● Task brief
Reproduce every one of the items below word for word, leaving the pictures out.

● The records
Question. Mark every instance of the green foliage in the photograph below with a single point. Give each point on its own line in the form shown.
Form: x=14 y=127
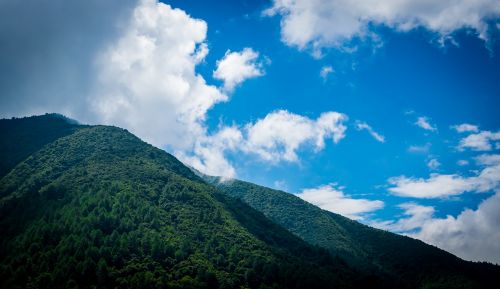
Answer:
x=20 y=137
x=95 y=207
x=402 y=261
x=99 y=208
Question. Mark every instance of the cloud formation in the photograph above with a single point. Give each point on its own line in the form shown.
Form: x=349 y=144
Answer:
x=364 y=126
x=433 y=164
x=424 y=123
x=280 y=134
x=443 y=186
x=275 y=138
x=332 y=199
x=465 y=127
x=481 y=141
x=236 y=67
x=325 y=71
x=48 y=48
x=472 y=235
x=317 y=24
x=147 y=78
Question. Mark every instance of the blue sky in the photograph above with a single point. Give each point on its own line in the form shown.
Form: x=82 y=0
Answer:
x=236 y=88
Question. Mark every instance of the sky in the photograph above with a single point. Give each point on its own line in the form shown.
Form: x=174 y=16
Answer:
x=384 y=111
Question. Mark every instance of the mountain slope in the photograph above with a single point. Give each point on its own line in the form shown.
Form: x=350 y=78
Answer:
x=98 y=207
x=20 y=137
x=411 y=263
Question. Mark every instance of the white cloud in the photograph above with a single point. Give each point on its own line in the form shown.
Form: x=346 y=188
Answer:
x=473 y=235
x=280 y=134
x=147 y=81
x=433 y=164
x=416 y=214
x=437 y=186
x=208 y=154
x=422 y=149
x=424 y=123
x=373 y=133
x=442 y=186
x=488 y=160
x=135 y=67
x=465 y=127
x=334 y=200
x=236 y=67
x=275 y=138
x=481 y=141
x=316 y=24
x=325 y=71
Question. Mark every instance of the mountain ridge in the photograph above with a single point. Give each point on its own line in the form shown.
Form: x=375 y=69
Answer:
x=106 y=210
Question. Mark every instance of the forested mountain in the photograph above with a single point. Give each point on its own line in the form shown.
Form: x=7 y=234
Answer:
x=96 y=207
x=409 y=262
x=99 y=207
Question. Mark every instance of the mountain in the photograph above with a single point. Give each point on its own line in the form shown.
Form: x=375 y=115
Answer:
x=99 y=208
x=20 y=137
x=96 y=207
x=408 y=262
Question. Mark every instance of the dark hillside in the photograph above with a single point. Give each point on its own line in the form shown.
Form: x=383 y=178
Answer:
x=101 y=208
x=409 y=262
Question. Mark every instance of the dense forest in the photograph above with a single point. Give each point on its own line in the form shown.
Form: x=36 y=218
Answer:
x=408 y=262
x=99 y=207
x=96 y=207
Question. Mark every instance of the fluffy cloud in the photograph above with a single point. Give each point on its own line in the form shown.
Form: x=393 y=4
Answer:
x=275 y=138
x=280 y=134
x=369 y=129
x=316 y=24
x=465 y=127
x=473 y=235
x=420 y=149
x=236 y=67
x=442 y=186
x=424 y=123
x=134 y=66
x=325 y=71
x=147 y=81
x=433 y=164
x=48 y=53
x=334 y=200
x=414 y=217
x=481 y=141
x=208 y=155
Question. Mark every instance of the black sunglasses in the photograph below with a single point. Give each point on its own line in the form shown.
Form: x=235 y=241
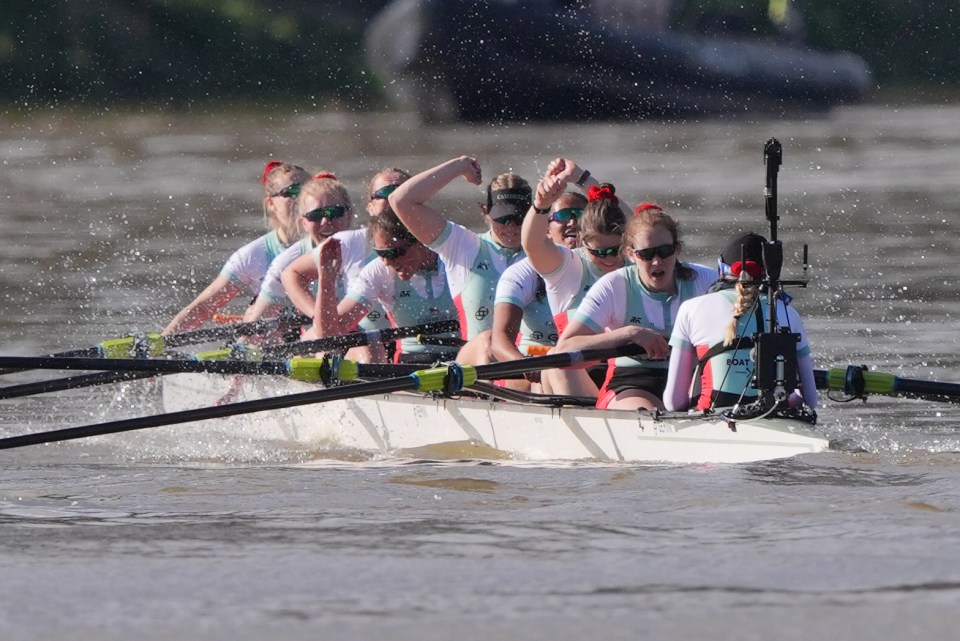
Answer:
x=392 y=253
x=566 y=215
x=331 y=212
x=290 y=191
x=383 y=192
x=603 y=252
x=663 y=251
x=510 y=219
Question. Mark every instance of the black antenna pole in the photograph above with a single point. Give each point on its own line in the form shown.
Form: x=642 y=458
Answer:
x=772 y=158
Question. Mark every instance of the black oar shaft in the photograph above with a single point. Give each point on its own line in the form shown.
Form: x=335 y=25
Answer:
x=251 y=328
x=72 y=382
x=357 y=339
x=155 y=365
x=424 y=380
x=233 y=409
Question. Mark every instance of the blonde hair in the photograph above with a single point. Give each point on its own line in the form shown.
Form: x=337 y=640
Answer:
x=277 y=176
x=506 y=180
x=602 y=217
x=747 y=294
x=656 y=217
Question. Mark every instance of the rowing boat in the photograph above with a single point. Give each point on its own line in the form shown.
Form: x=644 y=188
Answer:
x=391 y=424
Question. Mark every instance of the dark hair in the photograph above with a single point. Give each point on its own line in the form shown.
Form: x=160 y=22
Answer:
x=656 y=217
x=387 y=224
x=602 y=214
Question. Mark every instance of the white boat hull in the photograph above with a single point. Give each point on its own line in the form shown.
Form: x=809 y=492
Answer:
x=403 y=423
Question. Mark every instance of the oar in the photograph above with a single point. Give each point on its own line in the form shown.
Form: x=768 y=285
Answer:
x=215 y=361
x=146 y=345
x=857 y=382
x=448 y=379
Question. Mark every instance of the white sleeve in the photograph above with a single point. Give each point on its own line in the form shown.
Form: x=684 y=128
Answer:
x=517 y=285
x=271 y=289
x=247 y=265
x=563 y=283
x=370 y=285
x=458 y=247
x=603 y=306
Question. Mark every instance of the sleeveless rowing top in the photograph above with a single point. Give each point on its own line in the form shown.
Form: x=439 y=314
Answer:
x=702 y=324
x=520 y=285
x=474 y=265
x=247 y=266
x=425 y=298
x=619 y=299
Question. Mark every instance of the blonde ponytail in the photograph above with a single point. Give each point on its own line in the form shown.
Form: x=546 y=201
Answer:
x=747 y=294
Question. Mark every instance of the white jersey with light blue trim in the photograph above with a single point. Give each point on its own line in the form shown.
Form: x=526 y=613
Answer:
x=271 y=289
x=520 y=285
x=569 y=283
x=425 y=298
x=248 y=265
x=703 y=322
x=619 y=299
x=474 y=265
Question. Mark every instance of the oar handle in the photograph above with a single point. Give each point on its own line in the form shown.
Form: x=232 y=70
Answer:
x=858 y=382
x=161 y=366
x=357 y=339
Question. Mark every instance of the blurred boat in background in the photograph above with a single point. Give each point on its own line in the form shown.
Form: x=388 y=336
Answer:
x=503 y=60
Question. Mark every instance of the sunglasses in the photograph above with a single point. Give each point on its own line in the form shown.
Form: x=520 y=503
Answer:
x=510 y=219
x=603 y=252
x=663 y=251
x=566 y=215
x=331 y=212
x=383 y=192
x=290 y=191
x=392 y=253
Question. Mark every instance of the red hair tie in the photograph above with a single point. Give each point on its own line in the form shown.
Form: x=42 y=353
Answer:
x=273 y=164
x=647 y=207
x=753 y=268
x=602 y=192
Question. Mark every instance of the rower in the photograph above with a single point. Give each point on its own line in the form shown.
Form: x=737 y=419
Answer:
x=474 y=262
x=712 y=364
x=408 y=280
x=523 y=324
x=298 y=278
x=634 y=304
x=323 y=208
x=246 y=267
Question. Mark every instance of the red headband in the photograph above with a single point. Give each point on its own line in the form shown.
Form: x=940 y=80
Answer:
x=647 y=207
x=601 y=192
x=273 y=164
x=753 y=268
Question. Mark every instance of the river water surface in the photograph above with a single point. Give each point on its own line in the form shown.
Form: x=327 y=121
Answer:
x=111 y=222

● Task result
Question. Mark every instance of the green foliage in the photograph below with a single point. Give each point on its own line in the form shown.
Form: x=14 y=127
Answer:
x=20 y=137
x=95 y=207
x=402 y=261
x=99 y=208
Question. Mark every instance of the cloud formation in the photograph above with a single point. Give each point on its own line in the form shown.
Form: x=349 y=144
Answer:
x=364 y=126
x=433 y=164
x=424 y=123
x=280 y=134
x=443 y=186
x=275 y=138
x=332 y=199
x=465 y=127
x=481 y=141
x=236 y=67
x=325 y=71
x=48 y=48
x=472 y=235
x=317 y=24
x=147 y=78
Question. Mark every instance of the blue sky in the photograph above with a single point. Give each point on its own line in the form shown.
Form: x=82 y=0
Answer:
x=236 y=88
Question. Mark every instance of the sky in the photograph above with a single point. Give each point on its own line in the form shown.
Form: x=174 y=16
Answer:
x=384 y=111
Question. Mark every instance of the mountain slope in the photograph above with a single point. Give each point on its own line in the form shown.
Form: x=350 y=78
Answer:
x=98 y=207
x=20 y=137
x=411 y=263
Question. Mark every instance of the white cloud in the photograph above with a single point. Give each point on its own line in the form shown.
Form: x=346 y=188
Answer:
x=473 y=235
x=280 y=134
x=147 y=81
x=433 y=164
x=416 y=214
x=437 y=186
x=208 y=154
x=422 y=149
x=424 y=123
x=373 y=133
x=442 y=186
x=488 y=160
x=135 y=67
x=465 y=127
x=334 y=200
x=236 y=67
x=275 y=138
x=481 y=141
x=316 y=24
x=325 y=71
Question. Mark every instance of the mountain ridge in the photograph above with a single point. Give each point on its own line in the form shown.
Form: x=375 y=69
Answer:
x=106 y=210
Question. Mark every instance of the forested mountain in the photograph above with a single point. Give each point on its own line in the form shown.
Form: x=7 y=234
Answer:
x=96 y=207
x=409 y=262
x=99 y=207
Question. Mark every instance of the mountain in the photograph above with a single point. Give each point on its own line in the form shown.
Form: x=375 y=115
Answer:
x=99 y=208
x=20 y=137
x=96 y=207
x=408 y=262
Question. Mark every instance of the dark hillside in the photograph above with a single point. Give each point on its own line in the form shown.
Form: x=383 y=178
Answer:
x=101 y=208
x=409 y=262
Question. Mark every instance of the dense forest in the photograph above with a single point. Give each point on its own line in the form shown.
Form: x=36 y=218
Answer:
x=408 y=262
x=99 y=207
x=96 y=207
Question. Mark every instance of the fluffy cloud in the photograph above with a single point. Give each point on its own line in the form shown.
Form: x=393 y=4
Answer:
x=275 y=138
x=280 y=134
x=369 y=129
x=316 y=24
x=465 y=127
x=473 y=235
x=420 y=149
x=236 y=67
x=442 y=186
x=424 y=123
x=134 y=66
x=325 y=71
x=147 y=81
x=433 y=164
x=48 y=53
x=334 y=200
x=414 y=217
x=481 y=141
x=208 y=155
Question. Mark every instance of the black sunglasses in the photograph below with a single point. Give each point on its own line in the form shown.
Form: x=235 y=241
Answer:
x=392 y=253
x=566 y=215
x=331 y=212
x=290 y=191
x=383 y=192
x=603 y=252
x=663 y=251
x=510 y=219
Question. Mark every instance of the black antenna pole in the photograph above with a single point. Give each point on its own line in the form shown.
Form: x=642 y=458
Answer:
x=772 y=158
Question. Mark every instance of the black oar shaft in the photograph above with a single point. Give each point on its own line in the form shown.
Form: x=335 y=25
Answer:
x=251 y=328
x=72 y=382
x=357 y=339
x=155 y=365
x=424 y=380
x=233 y=409
Question. Mark every instance of the blonde hair in the photograph above with a single point. Give each point on its own line in the form shown.
Form: x=337 y=640
Answer:
x=277 y=176
x=506 y=180
x=602 y=217
x=747 y=294
x=656 y=217
Question. Mark every instance of the rowing boat in the photograph above with a single point. Give each point on its own line in the form shown.
Form: x=644 y=188
Answer:
x=391 y=424
Question. Mark every instance of the dark hair in the photograph above with a single point. Give each point on its own line in the form shown.
Form: x=160 y=22
Answer:
x=656 y=217
x=387 y=224
x=602 y=214
Question. Mark every instance of the white boat hull in the photograph above with a single point. Give each point on its own line in the form shown.
Form: x=809 y=492
Answer:
x=403 y=423
Question. Mark every instance of the oar in the photograph above with a single point. Give each point on its own line in the form shown.
Form: x=768 y=285
Answer:
x=215 y=361
x=146 y=345
x=857 y=382
x=448 y=379
Question. Mark every instance of the white sleeve in the photograph above with a single point. Give each point on its own line in the form shown.
Form: x=684 y=128
Answer:
x=517 y=285
x=271 y=289
x=247 y=265
x=563 y=283
x=370 y=285
x=458 y=247
x=603 y=306
Question. Mark every instance of the sleeveless rowing top in the photograph above with a single point. Give each point on its own line in the form shown.
Form: x=439 y=314
Answer:
x=702 y=324
x=520 y=285
x=474 y=265
x=247 y=266
x=425 y=298
x=619 y=299
Question. Mark every instance of the blonde ponytail in the photograph above with a single point. Give each point on its own line in the form shown.
Form: x=546 y=201
Answer:
x=747 y=294
Question. Mark every instance of the white jersey with light blue trim in the photograph above with a single point. Give each point on its own line in the form shown.
Form: x=526 y=613
Answer:
x=271 y=289
x=520 y=285
x=569 y=283
x=425 y=298
x=248 y=265
x=703 y=322
x=619 y=299
x=474 y=265
Question. Mark every instance of the oar handle in the photograph above with a single point. Give each point on its own line in the form shown.
Form: x=232 y=70
Answer:
x=858 y=382
x=161 y=366
x=357 y=339
Question. Mark every instance of the blurred boat in background in the photograph above with a single point. Give each point on its own line in the form shown.
Form: x=388 y=336
Answer:
x=503 y=60
Question. Mark every instance of the sunglasses in the photograph above with a single point. Give each point on its own line in the form shown.
Form: x=520 y=503
Answer:
x=510 y=219
x=603 y=252
x=663 y=251
x=566 y=215
x=331 y=212
x=383 y=192
x=290 y=191
x=392 y=253
Question. Mark every instance of the red hair tie in the photograph above with a single point. Give each point on its own line in the form shown.
Form: x=42 y=353
Answer:
x=273 y=164
x=647 y=207
x=753 y=268
x=602 y=192
Question. Mark every instance of the rower in the photograph above with a single point. Give each point on its own line in the form shown.
Form: x=737 y=419
Answer:
x=474 y=262
x=712 y=364
x=408 y=280
x=523 y=324
x=298 y=278
x=634 y=304
x=323 y=208
x=246 y=267
Question. Mark every instance of the red headband in the photograph above with a single point. Give each point on its own line in the form shown.
Form: x=940 y=80
Answer:
x=647 y=207
x=601 y=192
x=273 y=164
x=753 y=268
Question. Mark every instance of the river water surface in the photograph above with a single point. Give each point on its own line in the form shown.
Form: x=327 y=121
Answer:
x=111 y=222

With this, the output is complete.